-- What the task asks --
Transcribe the listing below verbatim, beginning at the line that contains "# test: pointer drops one pin on the ice" and stopping after its final line.

-- Input rows --

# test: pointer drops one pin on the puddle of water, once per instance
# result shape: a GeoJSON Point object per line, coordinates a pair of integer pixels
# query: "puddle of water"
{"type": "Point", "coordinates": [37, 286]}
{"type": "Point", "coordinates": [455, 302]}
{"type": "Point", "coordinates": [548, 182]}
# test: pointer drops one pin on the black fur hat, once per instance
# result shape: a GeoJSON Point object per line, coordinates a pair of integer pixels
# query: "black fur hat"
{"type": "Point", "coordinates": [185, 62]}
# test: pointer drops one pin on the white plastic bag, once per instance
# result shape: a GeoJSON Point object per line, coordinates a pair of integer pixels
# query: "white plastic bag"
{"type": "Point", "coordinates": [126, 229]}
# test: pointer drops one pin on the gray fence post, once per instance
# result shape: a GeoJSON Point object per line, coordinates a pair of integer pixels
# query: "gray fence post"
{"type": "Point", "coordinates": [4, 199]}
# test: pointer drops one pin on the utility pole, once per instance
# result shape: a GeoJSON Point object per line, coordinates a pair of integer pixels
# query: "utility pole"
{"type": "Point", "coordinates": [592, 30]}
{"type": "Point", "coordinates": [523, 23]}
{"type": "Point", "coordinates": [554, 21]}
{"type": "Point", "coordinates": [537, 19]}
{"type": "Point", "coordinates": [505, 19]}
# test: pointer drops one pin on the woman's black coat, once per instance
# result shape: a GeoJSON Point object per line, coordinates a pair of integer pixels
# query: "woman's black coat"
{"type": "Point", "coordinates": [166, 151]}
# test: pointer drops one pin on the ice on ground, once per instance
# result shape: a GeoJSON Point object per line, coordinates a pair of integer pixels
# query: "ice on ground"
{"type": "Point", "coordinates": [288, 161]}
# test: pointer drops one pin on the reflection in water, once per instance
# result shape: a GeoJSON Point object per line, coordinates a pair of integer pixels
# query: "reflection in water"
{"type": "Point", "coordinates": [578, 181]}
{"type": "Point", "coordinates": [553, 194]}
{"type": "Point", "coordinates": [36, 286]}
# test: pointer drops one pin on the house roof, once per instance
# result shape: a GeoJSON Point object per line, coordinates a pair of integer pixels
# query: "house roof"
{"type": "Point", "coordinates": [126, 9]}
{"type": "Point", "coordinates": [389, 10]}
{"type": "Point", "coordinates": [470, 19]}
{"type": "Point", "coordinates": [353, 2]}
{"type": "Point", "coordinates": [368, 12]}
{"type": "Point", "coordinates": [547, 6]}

-- Response to the exercise --
# test: pointer drops one pin on the ice on ground, once per instance
# result shape: a GeoJSON Point object per line, coordinates a pair of integer pixels
# query: "ice on ground"
{"type": "Point", "coordinates": [288, 161]}
# test: pointer drops one pin on the reflection in water, once per instance
# result shape: a GeoJSON Point object per line, coordinates a pair of integer pixels
# query: "reflection in water"
{"type": "Point", "coordinates": [578, 181]}
{"type": "Point", "coordinates": [553, 194]}
{"type": "Point", "coordinates": [36, 286]}
# test: pointer drops one pin on the house roof, once per instance
# result shape: a GeoJSON Point object per line, coordinates a pair of integer pixels
# query: "house roof"
{"type": "Point", "coordinates": [126, 9]}
{"type": "Point", "coordinates": [389, 10]}
{"type": "Point", "coordinates": [470, 19]}
{"type": "Point", "coordinates": [353, 2]}
{"type": "Point", "coordinates": [368, 12]}
{"type": "Point", "coordinates": [547, 6]}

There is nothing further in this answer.